◆ **POTONGAN TEKS**
######
Susan Abeyasekere, dalam buku Jakarta: A History, menjelaskan bahwa sekitar tahun 1850-an hingga 1900, orang Betawi yang tinggal di kampung-kampung di tengah kota Batavia mandi dan melakukan aktivitas di Sungai Ciliwung. Dalam narasi foto tahun 1900-an, diperlihatkan bagaimana penduduk yang tinggal di sekitar Glodok—tempat sebagian masyarakat Tionghoa bermukim—membangun kakus di atas kanal. Ini menunjukkan fungsi kanal atau sungai sebagai bagian dari kehidupan sehari-hari di Jakarta, entah untuk mandi, mencuci pakaian, bahkan buang hajat.
######
◆ **TUGAS A**
Salin semua bagian potongan teks tentang kehidupan warga Batavia di tepi sungai di atas, dari "Susan Abeyasekere, dalam" terus sampai "bahkan buang hajat.".
◆ **TUGAS B**
Tuliskan lanjutan potongan teks tentang kehidupan warga Batavia di tepi sungai, dimulai sesudah kalimat terakhirnya.

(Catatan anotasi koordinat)
######
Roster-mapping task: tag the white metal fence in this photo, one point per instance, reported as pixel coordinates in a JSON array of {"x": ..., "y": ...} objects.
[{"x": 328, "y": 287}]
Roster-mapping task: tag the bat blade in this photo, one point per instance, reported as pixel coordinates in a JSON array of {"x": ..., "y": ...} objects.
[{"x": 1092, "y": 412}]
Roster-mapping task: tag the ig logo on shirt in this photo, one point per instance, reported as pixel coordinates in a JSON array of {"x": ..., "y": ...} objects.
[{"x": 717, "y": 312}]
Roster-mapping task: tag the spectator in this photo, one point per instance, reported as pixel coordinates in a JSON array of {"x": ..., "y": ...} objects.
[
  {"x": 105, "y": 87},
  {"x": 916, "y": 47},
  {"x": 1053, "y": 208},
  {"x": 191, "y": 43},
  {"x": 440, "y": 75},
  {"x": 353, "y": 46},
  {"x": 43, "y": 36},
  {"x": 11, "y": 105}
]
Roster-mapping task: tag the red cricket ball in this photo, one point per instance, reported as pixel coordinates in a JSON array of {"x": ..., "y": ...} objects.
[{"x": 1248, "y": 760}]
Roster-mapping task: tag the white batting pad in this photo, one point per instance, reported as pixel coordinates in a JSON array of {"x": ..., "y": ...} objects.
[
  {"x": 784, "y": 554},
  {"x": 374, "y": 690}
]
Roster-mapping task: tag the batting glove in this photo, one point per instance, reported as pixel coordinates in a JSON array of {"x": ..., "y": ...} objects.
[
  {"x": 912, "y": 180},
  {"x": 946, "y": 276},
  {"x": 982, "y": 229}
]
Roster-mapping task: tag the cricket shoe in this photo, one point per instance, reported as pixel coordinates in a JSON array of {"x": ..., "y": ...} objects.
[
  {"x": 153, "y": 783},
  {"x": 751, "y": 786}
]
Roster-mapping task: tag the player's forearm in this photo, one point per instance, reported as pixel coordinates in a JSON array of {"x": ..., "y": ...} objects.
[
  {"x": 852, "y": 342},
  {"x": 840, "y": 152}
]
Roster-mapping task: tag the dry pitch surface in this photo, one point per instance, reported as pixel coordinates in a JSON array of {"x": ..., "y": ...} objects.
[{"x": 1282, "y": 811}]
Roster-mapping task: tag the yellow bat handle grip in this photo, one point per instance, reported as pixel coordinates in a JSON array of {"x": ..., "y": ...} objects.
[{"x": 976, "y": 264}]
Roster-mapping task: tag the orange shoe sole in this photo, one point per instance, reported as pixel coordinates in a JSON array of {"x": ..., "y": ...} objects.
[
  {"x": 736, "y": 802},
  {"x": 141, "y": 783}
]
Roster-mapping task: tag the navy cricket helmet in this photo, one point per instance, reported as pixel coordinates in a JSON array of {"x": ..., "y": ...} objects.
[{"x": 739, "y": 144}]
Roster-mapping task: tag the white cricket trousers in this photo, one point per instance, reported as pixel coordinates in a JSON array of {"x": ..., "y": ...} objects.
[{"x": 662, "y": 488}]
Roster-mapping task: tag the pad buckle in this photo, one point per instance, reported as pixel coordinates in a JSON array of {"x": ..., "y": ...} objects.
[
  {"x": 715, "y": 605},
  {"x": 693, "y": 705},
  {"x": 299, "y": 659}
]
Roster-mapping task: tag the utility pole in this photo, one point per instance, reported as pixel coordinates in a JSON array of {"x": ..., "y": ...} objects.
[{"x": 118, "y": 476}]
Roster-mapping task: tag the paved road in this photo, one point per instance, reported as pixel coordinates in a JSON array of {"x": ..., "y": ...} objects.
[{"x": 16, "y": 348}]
######
◆ **JAWABAN TERTULIS A**
Susan Abeyasekere, dalam buku Jakarta: A History, menjelaskan bahwa sekitar tahun 1850-an hingga 1900, orang Betawi yang tinggal di kampung-kampung di tengah kota Batavia mandi dan melakukan aktivitas di Sungai Ciliwung. Dalam narasi foto tahun 1900-an, diperlihatkan bagaimana penduduk yang tinggal di sekitar Glodok—tempat sebagian masyarakat Tionghoa bermukim—membangun kakus di atas kanal. Ini menunjukkan fungsi kanal atau sungai sebagai bagian dari kehidupan sehari-hari di Jakarta, entah untuk mandi, mencuci pakaian, bahkan buang hajat.

◆ **JAWABAN TERTULIS B**
Sejak akhir abad ke-19, sungai dan kanal-kanal kecil menjadi bagian yang amat dekat dengan kehidupan sehari-hari di Jakarta. Kedekatan masyarakat Jakarta dilakukan oleh hampir seluruh kelompok sosial yang tinggal di wilayah tersebut, mulai dari bumiputra, Tionghoa, Arab, hingga Eropa. Ini menunjukkan bahwa Jakarta tidak melulu soal bangunan kolonial yang estetik dan modern.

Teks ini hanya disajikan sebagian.